▶ [Activity]
Nothing but the data below, returned exactly, should appear in the answer.

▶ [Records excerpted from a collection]

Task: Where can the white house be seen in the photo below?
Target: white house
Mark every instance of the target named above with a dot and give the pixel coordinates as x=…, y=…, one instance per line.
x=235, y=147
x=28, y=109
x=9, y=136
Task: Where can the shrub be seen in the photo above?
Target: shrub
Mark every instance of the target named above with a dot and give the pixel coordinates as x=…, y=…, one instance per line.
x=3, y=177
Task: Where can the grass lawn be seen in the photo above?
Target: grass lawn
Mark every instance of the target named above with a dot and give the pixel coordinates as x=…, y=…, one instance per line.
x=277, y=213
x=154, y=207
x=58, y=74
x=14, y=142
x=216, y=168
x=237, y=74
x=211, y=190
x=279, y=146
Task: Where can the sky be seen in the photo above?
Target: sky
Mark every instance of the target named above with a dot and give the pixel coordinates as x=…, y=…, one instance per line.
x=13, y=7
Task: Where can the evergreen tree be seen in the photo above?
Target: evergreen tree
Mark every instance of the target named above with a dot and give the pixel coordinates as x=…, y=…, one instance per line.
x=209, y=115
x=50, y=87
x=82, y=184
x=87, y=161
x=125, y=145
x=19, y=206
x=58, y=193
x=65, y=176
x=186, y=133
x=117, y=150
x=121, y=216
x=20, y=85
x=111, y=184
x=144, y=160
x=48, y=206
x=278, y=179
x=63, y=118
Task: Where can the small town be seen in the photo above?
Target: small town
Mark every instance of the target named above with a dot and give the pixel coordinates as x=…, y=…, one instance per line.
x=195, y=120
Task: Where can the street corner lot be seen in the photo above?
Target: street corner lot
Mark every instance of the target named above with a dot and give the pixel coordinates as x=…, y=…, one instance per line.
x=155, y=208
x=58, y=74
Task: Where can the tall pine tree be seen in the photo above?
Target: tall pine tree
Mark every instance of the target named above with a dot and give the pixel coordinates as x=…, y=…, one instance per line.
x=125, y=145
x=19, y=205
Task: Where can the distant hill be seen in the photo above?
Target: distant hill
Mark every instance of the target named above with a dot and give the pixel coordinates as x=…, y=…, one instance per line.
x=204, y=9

▶ [Answer to this problem]
Task: Where can the white house be seen in the photo below?
Target: white house
Mark every instance of the target named above with a dot and give the pixel coordinates as x=…, y=…, one instance per line.
x=235, y=147
x=28, y=109
x=9, y=136
Task: Where can the shrub be seen in the photo above?
Target: shrub
Mark every instance of the target named above with a dot and give the pixel coordinates as x=…, y=…, one instance per line.
x=3, y=177
Task: Where can the grass lawn be seen in the photo above?
Target: grass lawn
Mark every instance of the target named above with a dot and give the pixel coordinates as x=…, y=…, one instance per line.
x=277, y=213
x=154, y=207
x=58, y=74
x=14, y=142
x=216, y=168
x=237, y=74
x=211, y=190
x=279, y=146
Task: Where can the sky be seen in the photo above?
Target: sky
Mark every instance of the target named above with a dot and give the pixel coordinates as x=…, y=…, one instance per line.
x=13, y=7
Task: Where can the evergreen tree be seen in the photo above?
Target: evergreen tree
Mark every instance of the target named above with a dot and give the pixel coordinates as x=…, y=…, one instance per line.
x=209, y=115
x=50, y=87
x=82, y=184
x=87, y=161
x=125, y=145
x=19, y=206
x=58, y=193
x=65, y=176
x=186, y=133
x=117, y=150
x=121, y=216
x=20, y=85
x=111, y=184
x=144, y=160
x=48, y=206
x=278, y=179
x=63, y=118
Task: Where can the small town be seen in the photo above?
Target: small town
Mark every instance of the target named above with a dot and give the pixel coordinates as x=…, y=…, one instance per line.
x=195, y=120
Task: Where can the street corner lot be seen in the photo above?
Target: street corner lot
Mark every instance of the target named above with a dot and give the pixel coordinates as x=…, y=…, one instance per line.
x=155, y=208
x=58, y=74
Task: Where can the tall pine tree be seen in the photo above?
Target: tall pine tree
Mark every instance of the target named above with a dot and give the pixel coordinates as x=…, y=…, one instance per line.
x=125, y=145
x=19, y=205
Task: Where can the distant hill be seen in the photo above?
Target: distant hill
Mark every instance of the target named above with a dot and give the pixel coordinates as x=…, y=…, one instance per line.
x=204, y=9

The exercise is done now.